_TEXT EXCERPT_:
────────────────

OUR BOOKING-OFFICE.

Good supply of all sorts of game at Christmas, and especially from the preserves of Messrs. De la Rue. Try "Animal Snap" and see how you like it. Thanks to Dean and Son—i.e., Senior Dean and Junior Dean—for their Golden Hours, The Prize, Peeps into Paradise, and The Venetian Blind Moveable Picture Book, the last being the best of all. And Dean's Cracker Toy-books will certainly go off well. As we Sweep through the Deep. "Quite the light publishers for tales of the sea are 'Nelson and Sons,'" quoth the Baron, "and no doubt they hope that every man will do his duty at Christmas time and go in for Nelsonian boys and girls books." "As we Sweep" is by that true Horse Marine (if there is anything in a name), yclept Dr. Gordon Stables, R.N.

The Baroness recommends The Rosebud Annual. A lovely posy of pictures and tales to be found on the shelf of James Clarke & Co., Publishers, and, the Baroness supposes, Nursery Gardeners. "Natural this," quoth a Baronite, "here is a Miss Parson's Adventures told by a Clark Russell!" If you want it send to Chapman and Hall. And all the Baronites say many thanks to Macmillan & Co. for a delightful new edition of Miss Mary Mitford Russell's Our Village.

────────────────

_RECORDS PROVIDED_:
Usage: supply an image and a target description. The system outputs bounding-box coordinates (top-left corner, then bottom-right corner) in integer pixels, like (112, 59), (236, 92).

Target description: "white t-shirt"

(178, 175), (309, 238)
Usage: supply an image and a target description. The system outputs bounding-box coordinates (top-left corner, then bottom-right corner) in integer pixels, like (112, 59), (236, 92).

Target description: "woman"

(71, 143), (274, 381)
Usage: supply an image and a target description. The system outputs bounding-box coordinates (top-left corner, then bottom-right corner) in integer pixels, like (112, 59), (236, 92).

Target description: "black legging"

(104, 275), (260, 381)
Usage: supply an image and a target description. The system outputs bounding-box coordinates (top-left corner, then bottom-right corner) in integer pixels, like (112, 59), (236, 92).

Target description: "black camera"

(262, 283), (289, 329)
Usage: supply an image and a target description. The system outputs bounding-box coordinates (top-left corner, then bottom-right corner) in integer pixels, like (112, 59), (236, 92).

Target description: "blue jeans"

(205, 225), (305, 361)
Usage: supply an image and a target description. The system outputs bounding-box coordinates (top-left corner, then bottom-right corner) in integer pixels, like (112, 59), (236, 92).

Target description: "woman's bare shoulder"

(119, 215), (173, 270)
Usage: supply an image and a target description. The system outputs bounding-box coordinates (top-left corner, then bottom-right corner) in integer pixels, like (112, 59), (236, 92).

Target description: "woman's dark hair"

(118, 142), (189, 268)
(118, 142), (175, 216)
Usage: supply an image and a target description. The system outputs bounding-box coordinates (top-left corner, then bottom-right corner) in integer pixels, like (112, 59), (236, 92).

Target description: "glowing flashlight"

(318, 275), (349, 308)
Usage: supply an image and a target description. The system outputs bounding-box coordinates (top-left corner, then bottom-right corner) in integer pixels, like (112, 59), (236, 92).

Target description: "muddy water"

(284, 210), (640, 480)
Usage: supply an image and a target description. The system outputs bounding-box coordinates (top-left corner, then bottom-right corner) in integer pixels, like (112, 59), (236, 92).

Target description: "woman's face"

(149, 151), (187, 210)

────────────────

_PROMPT A_: In the booking-office column, which of Dean and Son's books is called the best of all?
_PROMPT B_: Transcribe the records word for word, beginning with their first line and going on through the line that contains "(71, 143), (274, 381)".

_COMPLETE ANSWER A_: The Venetian Blind Moveable Picture Book.

_COMPLETE ANSWER B_:
Usage: supply an image and a target description. The system outputs bounding-box coordinates (top-left corner, then bottom-right corner) in integer pixels, like (112, 59), (236, 92).

Target description: "white t-shirt"

(178, 175), (309, 238)
Usage: supply an image and a target description. The system outputs bounding-box coordinates (top-left corner, then bottom-right corner) in integer pixels, like (112, 59), (236, 92).

Target description: "woman"

(71, 143), (274, 381)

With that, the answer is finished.